(Natural-language object grounding data)
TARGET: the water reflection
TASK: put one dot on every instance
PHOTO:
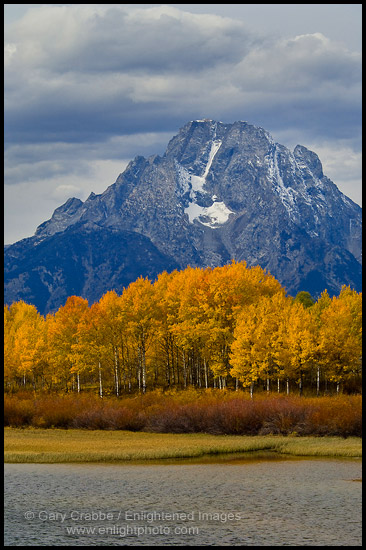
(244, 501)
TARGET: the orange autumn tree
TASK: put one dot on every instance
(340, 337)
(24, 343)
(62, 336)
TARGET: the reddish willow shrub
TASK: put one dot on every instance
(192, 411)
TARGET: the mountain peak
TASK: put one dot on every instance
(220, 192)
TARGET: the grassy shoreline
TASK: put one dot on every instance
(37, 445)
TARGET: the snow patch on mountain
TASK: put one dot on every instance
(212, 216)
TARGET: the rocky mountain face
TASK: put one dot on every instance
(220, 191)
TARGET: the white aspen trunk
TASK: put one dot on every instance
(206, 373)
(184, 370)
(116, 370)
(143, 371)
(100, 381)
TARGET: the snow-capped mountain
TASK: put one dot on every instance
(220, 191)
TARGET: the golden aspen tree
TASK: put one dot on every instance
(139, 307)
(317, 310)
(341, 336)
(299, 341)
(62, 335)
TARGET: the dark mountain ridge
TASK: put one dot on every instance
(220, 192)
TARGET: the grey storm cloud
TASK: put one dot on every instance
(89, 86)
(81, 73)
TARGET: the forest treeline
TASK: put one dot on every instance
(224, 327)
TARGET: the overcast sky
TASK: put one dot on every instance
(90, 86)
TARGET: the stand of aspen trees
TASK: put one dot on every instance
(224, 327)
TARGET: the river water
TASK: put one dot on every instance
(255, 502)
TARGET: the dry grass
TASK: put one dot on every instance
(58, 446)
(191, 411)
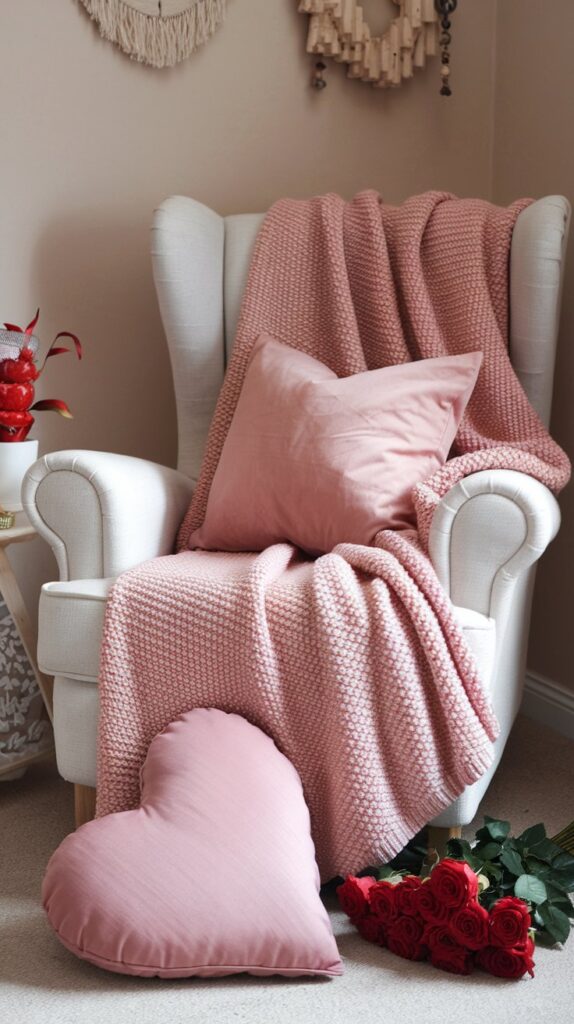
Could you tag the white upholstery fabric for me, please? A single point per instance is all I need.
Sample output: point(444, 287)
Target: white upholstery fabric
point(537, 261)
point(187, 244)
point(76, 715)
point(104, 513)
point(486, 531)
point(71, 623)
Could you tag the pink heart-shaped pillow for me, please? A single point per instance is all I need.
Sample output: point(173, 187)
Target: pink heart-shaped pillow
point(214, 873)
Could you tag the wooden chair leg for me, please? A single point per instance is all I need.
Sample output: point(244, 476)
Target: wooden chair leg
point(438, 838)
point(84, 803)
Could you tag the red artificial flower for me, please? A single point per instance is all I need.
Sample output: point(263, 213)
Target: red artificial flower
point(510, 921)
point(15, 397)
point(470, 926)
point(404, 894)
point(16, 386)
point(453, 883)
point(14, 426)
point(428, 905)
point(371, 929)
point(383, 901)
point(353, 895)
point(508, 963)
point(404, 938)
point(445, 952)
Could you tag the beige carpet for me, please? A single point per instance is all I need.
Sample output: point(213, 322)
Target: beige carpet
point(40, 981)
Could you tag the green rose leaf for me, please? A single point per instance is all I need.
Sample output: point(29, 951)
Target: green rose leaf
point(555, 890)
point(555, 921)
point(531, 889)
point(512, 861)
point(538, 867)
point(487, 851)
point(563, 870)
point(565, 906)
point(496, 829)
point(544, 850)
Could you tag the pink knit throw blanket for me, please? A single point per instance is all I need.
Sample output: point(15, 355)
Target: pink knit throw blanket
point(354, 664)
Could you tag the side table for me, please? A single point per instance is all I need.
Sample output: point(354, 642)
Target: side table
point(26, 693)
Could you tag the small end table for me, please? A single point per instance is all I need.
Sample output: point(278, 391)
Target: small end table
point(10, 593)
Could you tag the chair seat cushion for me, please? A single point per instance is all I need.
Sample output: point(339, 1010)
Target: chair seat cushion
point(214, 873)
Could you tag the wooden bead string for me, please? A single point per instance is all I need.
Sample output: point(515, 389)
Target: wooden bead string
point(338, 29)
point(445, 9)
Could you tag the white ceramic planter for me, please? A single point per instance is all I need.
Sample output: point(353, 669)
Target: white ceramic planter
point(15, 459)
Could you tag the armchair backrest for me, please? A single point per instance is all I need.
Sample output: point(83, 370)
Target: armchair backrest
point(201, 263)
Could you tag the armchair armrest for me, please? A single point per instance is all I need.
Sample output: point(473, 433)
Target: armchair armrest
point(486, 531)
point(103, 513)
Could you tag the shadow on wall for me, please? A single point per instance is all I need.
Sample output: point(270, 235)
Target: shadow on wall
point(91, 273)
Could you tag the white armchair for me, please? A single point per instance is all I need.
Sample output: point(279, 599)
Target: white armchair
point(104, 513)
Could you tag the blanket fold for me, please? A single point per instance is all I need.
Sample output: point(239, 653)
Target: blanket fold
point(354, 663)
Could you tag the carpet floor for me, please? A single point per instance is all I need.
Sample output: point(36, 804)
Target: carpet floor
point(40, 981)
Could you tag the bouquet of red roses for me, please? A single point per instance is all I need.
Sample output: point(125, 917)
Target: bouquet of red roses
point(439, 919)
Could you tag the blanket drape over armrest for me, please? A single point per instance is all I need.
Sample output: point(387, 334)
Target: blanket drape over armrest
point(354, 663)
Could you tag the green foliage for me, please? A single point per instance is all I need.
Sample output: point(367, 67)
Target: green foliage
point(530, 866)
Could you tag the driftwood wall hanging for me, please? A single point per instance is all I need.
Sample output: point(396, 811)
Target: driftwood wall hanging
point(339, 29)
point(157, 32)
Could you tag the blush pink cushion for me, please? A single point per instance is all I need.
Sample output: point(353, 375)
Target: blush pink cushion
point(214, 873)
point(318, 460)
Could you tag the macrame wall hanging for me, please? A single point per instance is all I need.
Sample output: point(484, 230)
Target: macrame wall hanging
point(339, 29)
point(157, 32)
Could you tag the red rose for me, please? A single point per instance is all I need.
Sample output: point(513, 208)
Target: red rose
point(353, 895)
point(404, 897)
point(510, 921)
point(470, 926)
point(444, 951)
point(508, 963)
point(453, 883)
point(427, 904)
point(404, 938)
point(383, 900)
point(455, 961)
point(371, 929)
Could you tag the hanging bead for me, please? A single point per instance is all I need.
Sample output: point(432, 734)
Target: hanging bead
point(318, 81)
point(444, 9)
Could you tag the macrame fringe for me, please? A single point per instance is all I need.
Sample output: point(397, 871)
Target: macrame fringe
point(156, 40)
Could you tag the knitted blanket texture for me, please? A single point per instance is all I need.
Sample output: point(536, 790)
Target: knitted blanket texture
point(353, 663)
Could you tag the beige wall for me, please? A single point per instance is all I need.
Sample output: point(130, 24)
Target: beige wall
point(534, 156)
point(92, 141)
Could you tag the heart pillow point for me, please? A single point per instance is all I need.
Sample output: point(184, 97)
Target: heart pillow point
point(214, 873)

* * *

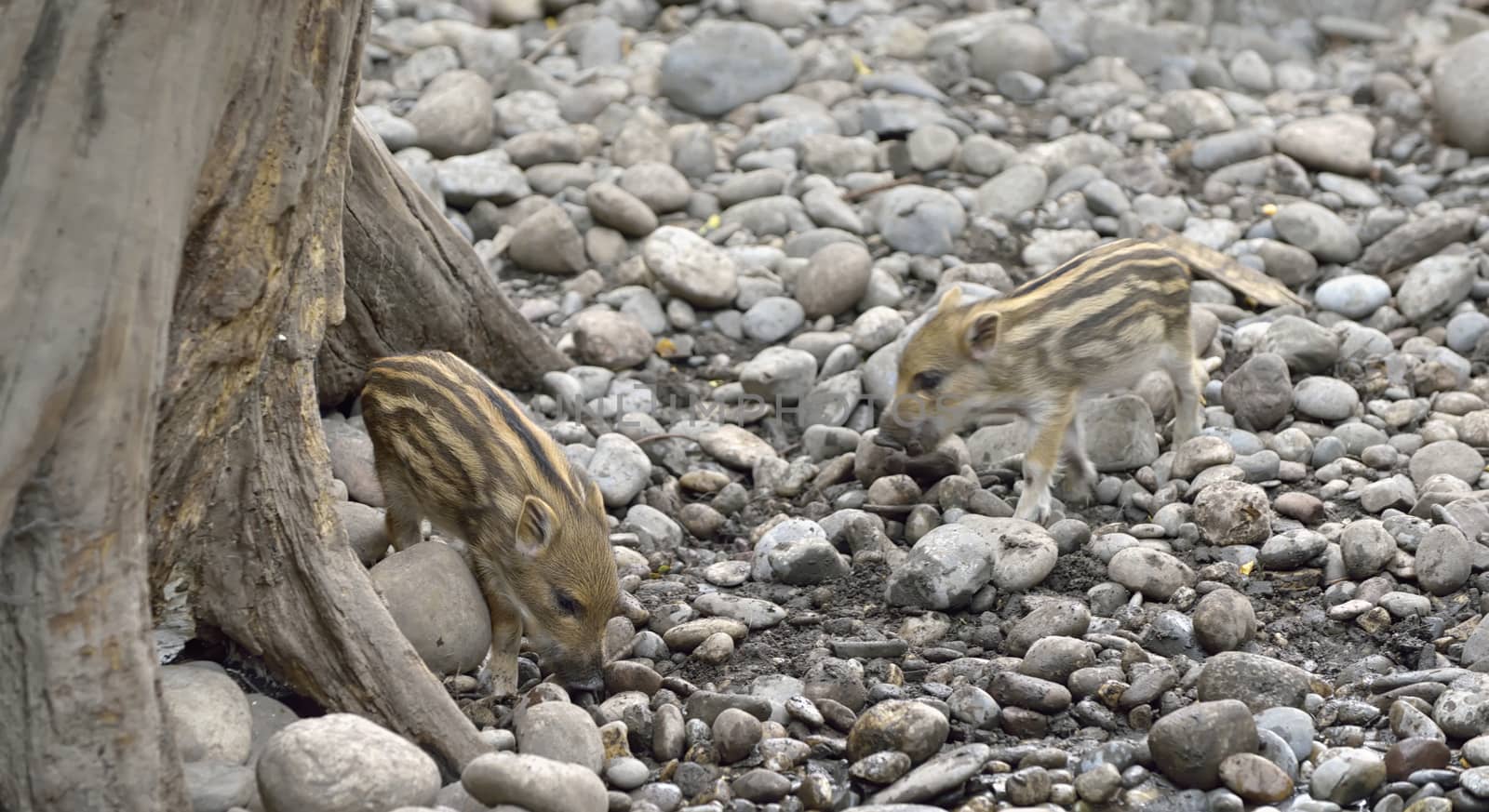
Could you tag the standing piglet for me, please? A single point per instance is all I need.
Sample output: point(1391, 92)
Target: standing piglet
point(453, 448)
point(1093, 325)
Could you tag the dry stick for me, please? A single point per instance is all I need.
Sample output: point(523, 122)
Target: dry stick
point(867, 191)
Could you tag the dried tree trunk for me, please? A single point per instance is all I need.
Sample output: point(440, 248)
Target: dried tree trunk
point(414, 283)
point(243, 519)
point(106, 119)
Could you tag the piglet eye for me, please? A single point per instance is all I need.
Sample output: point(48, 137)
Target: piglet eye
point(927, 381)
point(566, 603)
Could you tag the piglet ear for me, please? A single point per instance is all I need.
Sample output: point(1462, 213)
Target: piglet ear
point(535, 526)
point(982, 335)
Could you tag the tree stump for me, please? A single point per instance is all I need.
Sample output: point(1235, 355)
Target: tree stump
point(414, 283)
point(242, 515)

--

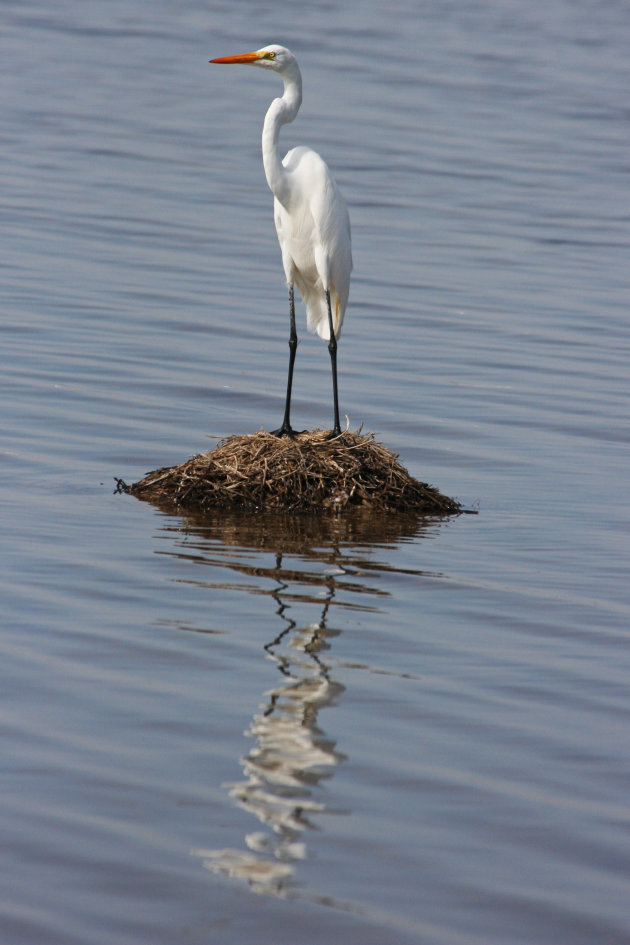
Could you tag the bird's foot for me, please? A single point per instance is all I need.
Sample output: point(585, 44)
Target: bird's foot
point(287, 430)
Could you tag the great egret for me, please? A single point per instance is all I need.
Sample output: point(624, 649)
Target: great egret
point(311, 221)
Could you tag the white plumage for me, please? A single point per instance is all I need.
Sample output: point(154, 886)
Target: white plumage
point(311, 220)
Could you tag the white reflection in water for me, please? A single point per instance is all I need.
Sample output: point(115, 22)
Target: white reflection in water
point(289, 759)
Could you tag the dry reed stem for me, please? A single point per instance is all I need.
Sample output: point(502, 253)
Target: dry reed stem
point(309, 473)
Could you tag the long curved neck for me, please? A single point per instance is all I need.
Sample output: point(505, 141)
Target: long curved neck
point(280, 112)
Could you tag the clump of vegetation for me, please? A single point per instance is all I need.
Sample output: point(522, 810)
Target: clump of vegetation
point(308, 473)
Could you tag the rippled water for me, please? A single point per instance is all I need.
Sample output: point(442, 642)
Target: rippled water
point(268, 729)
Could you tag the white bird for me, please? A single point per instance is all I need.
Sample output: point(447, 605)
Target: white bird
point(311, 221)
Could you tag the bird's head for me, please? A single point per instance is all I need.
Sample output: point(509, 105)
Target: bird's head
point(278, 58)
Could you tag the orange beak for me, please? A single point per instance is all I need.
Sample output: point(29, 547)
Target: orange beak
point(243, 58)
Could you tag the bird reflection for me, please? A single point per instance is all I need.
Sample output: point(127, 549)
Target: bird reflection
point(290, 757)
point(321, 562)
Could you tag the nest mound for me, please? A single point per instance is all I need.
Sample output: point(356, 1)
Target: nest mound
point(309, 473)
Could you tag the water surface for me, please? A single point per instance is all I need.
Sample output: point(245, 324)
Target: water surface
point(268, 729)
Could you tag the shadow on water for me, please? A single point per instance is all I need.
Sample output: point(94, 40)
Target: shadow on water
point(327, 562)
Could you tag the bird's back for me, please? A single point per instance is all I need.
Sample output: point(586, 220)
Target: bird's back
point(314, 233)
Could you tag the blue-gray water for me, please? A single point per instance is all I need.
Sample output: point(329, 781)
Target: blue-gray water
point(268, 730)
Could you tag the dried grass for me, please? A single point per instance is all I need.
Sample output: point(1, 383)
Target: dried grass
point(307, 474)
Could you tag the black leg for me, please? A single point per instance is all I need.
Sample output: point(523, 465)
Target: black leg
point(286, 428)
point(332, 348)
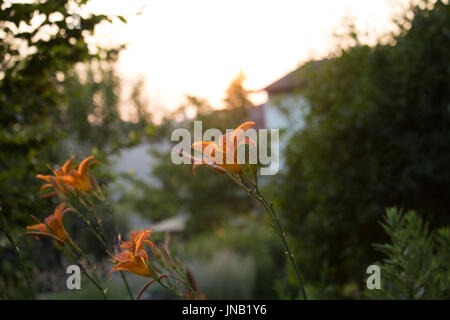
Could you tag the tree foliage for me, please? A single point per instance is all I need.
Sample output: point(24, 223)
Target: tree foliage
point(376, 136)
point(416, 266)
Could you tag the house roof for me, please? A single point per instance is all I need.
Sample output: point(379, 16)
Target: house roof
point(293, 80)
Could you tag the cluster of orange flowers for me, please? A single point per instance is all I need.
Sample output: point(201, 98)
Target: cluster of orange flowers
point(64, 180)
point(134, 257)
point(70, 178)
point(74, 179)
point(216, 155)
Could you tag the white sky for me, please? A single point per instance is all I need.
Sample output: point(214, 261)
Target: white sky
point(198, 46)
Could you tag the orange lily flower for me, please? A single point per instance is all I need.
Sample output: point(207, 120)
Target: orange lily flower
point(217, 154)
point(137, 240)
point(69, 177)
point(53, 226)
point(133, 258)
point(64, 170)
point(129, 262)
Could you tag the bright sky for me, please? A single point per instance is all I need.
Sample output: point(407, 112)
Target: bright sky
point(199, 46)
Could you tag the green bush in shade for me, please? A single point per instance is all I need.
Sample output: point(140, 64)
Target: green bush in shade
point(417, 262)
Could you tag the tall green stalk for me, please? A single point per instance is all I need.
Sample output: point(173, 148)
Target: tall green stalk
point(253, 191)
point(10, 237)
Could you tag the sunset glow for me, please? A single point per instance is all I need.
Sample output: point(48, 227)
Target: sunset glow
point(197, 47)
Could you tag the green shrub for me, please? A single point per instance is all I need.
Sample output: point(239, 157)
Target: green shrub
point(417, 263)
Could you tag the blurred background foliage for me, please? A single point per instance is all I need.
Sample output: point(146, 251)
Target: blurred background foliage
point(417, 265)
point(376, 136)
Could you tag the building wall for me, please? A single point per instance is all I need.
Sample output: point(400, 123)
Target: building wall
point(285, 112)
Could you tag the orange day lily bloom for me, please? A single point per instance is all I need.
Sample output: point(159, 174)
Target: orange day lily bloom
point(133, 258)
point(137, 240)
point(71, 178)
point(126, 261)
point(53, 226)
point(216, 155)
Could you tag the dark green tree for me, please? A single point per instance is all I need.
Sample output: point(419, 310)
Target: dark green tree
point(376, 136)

*Task objective*:
A single number is the whole answer: the tally of lines in the entries that hold "mountain".

*Exercise solution*:
5